### [WHAT TO WORK ON]
Find how many lines of the entries contain the word "entirely", then report that figure alone.

Data extracted from a collection:

━━━━━━━━

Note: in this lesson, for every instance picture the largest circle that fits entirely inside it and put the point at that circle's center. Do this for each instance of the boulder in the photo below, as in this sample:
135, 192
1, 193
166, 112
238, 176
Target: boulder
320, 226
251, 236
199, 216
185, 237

━━━━━━━━

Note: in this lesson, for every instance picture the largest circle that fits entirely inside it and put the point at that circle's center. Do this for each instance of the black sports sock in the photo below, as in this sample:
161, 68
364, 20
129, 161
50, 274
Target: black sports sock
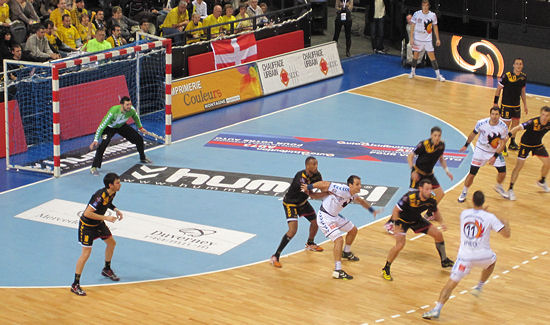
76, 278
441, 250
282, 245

━━━━━━━━

### [RESULT OF THIS TASK]
2